Required work: Copy out the material in full. Leave every line as it is.

Material to process:

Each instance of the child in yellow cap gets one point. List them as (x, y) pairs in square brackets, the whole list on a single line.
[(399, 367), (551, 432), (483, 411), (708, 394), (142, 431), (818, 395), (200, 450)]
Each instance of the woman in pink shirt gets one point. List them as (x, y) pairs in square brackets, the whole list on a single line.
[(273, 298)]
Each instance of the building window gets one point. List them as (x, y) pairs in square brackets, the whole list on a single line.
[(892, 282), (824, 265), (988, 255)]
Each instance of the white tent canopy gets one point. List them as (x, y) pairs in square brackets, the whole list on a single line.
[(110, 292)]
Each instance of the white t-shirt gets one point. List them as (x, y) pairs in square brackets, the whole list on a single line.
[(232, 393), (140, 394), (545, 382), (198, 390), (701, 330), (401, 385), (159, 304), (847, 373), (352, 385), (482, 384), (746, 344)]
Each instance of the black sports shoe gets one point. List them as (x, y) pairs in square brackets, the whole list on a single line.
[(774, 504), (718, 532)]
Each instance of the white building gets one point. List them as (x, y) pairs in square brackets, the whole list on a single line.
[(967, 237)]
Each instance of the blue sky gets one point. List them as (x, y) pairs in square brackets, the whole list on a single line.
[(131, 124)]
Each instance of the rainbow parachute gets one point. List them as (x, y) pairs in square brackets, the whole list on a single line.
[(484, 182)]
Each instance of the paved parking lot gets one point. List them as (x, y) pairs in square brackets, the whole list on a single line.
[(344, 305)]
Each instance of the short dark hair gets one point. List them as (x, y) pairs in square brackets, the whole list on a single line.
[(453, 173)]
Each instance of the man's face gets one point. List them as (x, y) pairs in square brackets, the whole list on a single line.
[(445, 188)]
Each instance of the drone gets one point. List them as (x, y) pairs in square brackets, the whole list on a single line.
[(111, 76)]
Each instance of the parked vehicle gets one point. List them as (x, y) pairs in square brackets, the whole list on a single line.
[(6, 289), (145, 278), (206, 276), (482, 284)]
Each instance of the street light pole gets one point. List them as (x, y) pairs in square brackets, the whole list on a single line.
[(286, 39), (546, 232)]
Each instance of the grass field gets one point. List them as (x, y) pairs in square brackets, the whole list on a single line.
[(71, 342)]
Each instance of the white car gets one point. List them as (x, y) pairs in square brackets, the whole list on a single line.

Solved problem:
Each instance of the child in yellow cap gets one point. List them as (x, y) pairs in square brackets, the whole list on a single line.
[(399, 367), (551, 432), (483, 411), (708, 394), (142, 431), (818, 395), (200, 450)]
Each instance of the woman in pink shirt gets one point. List them as (x, y) pairs in square brackets, the whole list on a single line.
[(273, 298)]
Each instance of the building window gets one point. List them as (x, y) pairs in square brackets, the whole list on a single line.
[(892, 282), (824, 265), (988, 255)]
Each instance of the white tent canopy gets one point. List them as (x, y) pairs in square brackets, the whole list on a single line.
[(110, 292)]
Each instance of the white t-shirt gets one point. List them as (x, y) pairs in square brackets, the whole list on a single line.
[(232, 393), (140, 394), (545, 382), (198, 390), (701, 330), (401, 385), (159, 304), (847, 373), (352, 385), (482, 384), (746, 344)]
Each instance of the black sports shoe gets one point. List them as (x, y) pairs in square brackets, the whole list on a single line.
[(774, 504), (718, 532)]
Each instance of the white building gets one point. List them as (x, y) pairs in square brackets, the whole list on a single line.
[(967, 237)]
Each instance of the blue sky gets one point. List them as (x, y) pairs in square brackets, the whole list on a single line.
[(131, 124)]
Each instance of the rainbow parachute gets one point. List them as (x, y) pairs in square brackets, the whole list on a single line.
[(484, 182)]
Each instance of the paved parking lot gets one point. List them as (x, y) pairs in square brackets, the whole list on a single line.
[(344, 305)]
Each instance of the short dark hair gets one point. List them as (x, y) pairs in square brackets, the whole list on a single line.
[(453, 173)]
Each instance of the man's face gets one point. List them as (x, y) pairs in square brackets, the whole list on a single line.
[(445, 188)]
Each instance of the drone gets one point. List them as (x, y) pairs in square brackets, the whole list on a single line.
[(111, 76)]
Each instance of the parked vehicle gets one point. List them as (x, y) pairs in square brackets, the whole list on a single line.
[(6, 289), (145, 278), (206, 276), (482, 284)]
Each instance of the street light pole gets one point. List them as (x, y) pairs in square brackets, the whole list on a single line.
[(286, 39), (546, 232)]
Each instance of the grass field gets one point. List them as (x, y) pairs in square brackets, the whole list on a single line.
[(71, 342)]
Each instance of the white car gets one point. List them as (x, y) pairs in square brackets, the whole list on a single line.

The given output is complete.